In line with the pangenomics approach, He et al. (2015) assembled the first pan-transcriptome resources for the Brassica A and C genomes. The pan transcriptome was established using existing coding DNA sequence (CDS) gene models from the B. oleracea TO1000 and B. napus Darmor-bzh reference genomes in addition to preliminary CDS models from the B. rapa Chiifu genome sequence assembly. The construction of the pan-transcriptome allows, in a similar fashion as the pangenome, the discovery of functional dispensable genes (Jin et al., 2016).

Epi-Genomics

In addition to the identification of novel genes and useful haplotypes, epigenetic variation has the potential to contribute toward crop adaptation and productivity (Dwivedi et al., 2017). These epigenetic variations are plant developmental and adaptation responses to environmental constraints (Gallusci et al., 2017; Tirnaz and Batley, 2019b). Epigenomics encapsulates genotype × environment interactions and their independent influence on the phenotype (Seymour and Becker, 2017) and may contribute as potential phenotypic resources for breeding.

## Exercise instructions
(a) Summarize the passage on pan-transcriptomes and epigenomics in two sentences.
(b) Duplicate the portion of the passage on pan-transcriptomes and epigenomics between "In line with" and "et al., 2016).", inclusive.
The listing that comes next is separate material with no connection to the passage on pan-transcriptomes and epigenomics.

## Supplied information
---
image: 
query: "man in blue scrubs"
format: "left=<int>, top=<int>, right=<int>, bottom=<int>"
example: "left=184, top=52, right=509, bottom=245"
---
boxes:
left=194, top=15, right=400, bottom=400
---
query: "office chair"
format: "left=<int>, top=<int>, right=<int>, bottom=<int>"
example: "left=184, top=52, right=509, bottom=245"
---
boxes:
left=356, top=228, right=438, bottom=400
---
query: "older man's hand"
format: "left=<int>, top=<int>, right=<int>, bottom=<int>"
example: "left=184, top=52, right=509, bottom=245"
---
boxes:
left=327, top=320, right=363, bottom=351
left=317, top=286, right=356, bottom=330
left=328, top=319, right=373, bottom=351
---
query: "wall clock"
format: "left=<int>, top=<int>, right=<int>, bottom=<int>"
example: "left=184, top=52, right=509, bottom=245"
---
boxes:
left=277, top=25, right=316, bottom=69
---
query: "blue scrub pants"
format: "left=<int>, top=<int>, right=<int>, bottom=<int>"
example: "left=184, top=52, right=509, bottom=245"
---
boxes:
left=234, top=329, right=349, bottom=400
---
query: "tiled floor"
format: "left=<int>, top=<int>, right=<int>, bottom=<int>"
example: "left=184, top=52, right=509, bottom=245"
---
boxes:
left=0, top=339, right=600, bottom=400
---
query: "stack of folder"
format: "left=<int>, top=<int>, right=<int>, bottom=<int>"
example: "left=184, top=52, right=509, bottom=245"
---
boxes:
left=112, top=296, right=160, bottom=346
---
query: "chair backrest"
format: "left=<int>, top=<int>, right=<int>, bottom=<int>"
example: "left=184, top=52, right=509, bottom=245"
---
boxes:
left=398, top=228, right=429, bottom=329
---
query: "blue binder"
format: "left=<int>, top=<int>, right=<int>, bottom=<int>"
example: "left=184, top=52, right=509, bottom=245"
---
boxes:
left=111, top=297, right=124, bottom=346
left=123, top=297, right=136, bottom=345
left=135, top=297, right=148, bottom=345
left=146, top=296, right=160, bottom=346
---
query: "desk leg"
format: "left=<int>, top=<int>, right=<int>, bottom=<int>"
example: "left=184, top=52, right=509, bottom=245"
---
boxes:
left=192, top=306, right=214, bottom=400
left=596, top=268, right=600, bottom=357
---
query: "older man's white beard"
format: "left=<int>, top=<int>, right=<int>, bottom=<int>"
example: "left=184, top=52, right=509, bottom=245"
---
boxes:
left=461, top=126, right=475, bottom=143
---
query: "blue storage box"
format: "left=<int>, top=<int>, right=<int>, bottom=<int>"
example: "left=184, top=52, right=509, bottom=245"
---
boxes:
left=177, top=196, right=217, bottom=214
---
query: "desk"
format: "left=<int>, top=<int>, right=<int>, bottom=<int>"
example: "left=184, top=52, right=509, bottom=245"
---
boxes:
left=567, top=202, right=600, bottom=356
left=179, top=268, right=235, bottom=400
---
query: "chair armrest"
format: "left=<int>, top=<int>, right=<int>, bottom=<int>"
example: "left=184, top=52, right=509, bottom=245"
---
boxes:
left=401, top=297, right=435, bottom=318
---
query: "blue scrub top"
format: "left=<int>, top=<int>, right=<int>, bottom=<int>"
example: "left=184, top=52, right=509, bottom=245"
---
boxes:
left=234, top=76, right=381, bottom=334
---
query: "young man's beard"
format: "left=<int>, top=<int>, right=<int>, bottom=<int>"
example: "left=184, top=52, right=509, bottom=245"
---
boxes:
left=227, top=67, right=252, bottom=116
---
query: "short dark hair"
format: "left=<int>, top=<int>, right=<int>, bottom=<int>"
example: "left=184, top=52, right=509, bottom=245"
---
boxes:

## Per-task outputs
(a) He et al. (2015) assembled the first pan-transcriptome resources for the Brassica A and C genomes from CDS gene models of the B. oleracea TO1000 and B. napus Darmor-bzh reference genomes and preliminary B. rapa Chiifu models, and, like a pangenome, this resource allows the discovery of functional dispensable genes. Epigenetic variation arises from plant developmental and adaptation responses to environmental constraints, can contribute to crop adaptation and productivity, and may serve as a phenotypic resource for breeding.

(b)
In line with the pangenomics approach, He et al. (2015) assembled the first pan-transcriptome resources for the Brassica A and C genomes. The pan transcriptome was established using existing coding DNA sequence (CDS) gene models from the B. oleracea TO1000 and B. napus Darmor-bzh reference genomes in addition to preliminary CDS models from the B. rapa Chiifu genome sequence assembly. The construction of the pan-transcriptome allows, in a similar fashion as the pangenome, the discovery of functional dispensable genes (Jin et al., 2016).